▶ _Task goal_: Retype only what runs from the line that contains "Target: microwave" through the last line of the listing below, both lines included.
★ ★ ★ ★ ★ ★ ★
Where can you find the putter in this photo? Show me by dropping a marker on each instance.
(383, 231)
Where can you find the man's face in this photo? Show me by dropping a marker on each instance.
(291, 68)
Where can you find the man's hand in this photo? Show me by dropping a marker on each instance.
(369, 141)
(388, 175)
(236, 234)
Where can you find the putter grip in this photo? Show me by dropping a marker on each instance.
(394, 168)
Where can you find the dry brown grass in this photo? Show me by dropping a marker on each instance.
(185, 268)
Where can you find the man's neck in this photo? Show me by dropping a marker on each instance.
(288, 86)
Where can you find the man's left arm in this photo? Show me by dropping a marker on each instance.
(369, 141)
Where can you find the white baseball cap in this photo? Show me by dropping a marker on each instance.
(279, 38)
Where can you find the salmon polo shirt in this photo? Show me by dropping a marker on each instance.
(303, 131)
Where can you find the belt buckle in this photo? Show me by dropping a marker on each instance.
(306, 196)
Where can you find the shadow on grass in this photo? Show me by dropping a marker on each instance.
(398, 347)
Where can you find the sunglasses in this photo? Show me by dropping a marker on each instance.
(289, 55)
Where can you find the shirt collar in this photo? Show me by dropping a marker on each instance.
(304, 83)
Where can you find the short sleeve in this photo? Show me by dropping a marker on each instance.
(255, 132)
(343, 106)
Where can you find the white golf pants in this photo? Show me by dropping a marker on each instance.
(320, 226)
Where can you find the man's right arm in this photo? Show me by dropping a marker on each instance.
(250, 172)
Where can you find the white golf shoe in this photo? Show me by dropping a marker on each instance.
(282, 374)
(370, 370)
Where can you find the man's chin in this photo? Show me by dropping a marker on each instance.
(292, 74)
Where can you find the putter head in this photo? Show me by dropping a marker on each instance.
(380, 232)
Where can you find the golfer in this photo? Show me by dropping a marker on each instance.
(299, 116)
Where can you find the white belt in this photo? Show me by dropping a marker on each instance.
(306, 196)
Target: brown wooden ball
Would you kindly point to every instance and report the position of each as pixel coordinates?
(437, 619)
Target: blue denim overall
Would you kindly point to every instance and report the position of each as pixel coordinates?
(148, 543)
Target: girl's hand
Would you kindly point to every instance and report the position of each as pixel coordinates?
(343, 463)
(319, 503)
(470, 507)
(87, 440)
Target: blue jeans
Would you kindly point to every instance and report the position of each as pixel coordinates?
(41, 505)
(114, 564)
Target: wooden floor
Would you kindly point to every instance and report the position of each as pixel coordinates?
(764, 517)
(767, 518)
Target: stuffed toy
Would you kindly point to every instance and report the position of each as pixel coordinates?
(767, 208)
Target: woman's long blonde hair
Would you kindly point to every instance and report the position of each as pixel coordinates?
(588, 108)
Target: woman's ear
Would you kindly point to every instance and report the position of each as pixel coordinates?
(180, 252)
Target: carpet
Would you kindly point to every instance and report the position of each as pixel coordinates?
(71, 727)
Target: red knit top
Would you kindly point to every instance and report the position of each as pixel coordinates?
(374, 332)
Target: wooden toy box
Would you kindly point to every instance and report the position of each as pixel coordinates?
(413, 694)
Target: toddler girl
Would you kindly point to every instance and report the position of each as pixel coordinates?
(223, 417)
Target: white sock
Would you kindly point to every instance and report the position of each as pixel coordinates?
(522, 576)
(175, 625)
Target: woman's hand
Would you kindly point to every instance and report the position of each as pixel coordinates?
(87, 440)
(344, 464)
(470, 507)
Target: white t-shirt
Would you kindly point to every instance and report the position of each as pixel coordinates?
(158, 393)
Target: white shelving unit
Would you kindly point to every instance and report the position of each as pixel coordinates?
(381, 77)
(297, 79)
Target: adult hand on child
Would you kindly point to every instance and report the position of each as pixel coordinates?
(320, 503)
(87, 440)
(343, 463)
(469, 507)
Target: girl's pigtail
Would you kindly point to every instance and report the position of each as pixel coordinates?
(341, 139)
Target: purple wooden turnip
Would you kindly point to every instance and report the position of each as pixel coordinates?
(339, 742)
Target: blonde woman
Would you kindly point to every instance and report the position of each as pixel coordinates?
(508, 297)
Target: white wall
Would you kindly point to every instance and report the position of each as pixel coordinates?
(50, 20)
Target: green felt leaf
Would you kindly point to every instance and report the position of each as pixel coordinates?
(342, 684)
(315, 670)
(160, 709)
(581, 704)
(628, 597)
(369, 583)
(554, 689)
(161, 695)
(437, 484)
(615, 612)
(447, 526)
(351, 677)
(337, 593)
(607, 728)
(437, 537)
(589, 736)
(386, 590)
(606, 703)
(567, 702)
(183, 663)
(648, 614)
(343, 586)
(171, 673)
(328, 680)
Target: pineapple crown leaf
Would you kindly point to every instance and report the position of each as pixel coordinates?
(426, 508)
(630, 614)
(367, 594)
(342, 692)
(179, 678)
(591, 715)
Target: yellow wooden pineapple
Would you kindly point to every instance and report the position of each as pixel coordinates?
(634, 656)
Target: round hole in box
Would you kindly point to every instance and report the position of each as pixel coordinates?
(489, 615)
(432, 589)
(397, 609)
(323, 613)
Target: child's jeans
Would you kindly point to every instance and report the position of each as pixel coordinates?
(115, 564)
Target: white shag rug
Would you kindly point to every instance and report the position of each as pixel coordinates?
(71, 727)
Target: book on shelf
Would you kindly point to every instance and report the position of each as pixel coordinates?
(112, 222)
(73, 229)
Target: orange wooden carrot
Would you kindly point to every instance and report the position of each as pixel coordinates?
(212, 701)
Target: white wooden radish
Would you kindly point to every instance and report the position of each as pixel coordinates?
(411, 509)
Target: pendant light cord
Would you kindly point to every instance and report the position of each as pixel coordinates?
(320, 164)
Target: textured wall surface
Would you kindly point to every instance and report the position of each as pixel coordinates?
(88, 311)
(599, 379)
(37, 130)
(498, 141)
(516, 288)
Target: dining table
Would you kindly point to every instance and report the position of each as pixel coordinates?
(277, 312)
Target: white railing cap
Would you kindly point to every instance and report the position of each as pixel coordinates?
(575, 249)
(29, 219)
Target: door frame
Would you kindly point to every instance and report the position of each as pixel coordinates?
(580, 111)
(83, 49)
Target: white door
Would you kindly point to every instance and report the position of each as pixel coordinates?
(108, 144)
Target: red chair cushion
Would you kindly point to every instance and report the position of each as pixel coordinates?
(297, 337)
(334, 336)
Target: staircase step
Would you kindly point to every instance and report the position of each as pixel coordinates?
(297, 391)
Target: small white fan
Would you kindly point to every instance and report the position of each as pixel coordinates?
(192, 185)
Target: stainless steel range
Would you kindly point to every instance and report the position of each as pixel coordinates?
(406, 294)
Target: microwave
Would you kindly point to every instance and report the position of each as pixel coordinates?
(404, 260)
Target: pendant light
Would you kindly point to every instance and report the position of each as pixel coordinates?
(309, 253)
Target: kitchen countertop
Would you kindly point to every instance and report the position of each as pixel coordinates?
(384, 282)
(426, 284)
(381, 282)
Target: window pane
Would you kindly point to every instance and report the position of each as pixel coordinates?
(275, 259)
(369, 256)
★ ★ ★ ★ ★ ★ ★
▶ _Exercise result_:
Target: microwave
Would you kindly point to every instance and report the position of each as pixel coordinates?
(404, 260)
Target: pendant light
Would you kindly point to every instance and report the position of each as pixel coordinates?
(309, 253)
Target: kitchen countertop
Would you kindly point to every instance and report the position of each as pixel coordinates?
(384, 282)
(426, 284)
(381, 282)
Target: window pane
Would you kindly point to every instance and report the position of each as pixel coordinates?
(275, 259)
(369, 256)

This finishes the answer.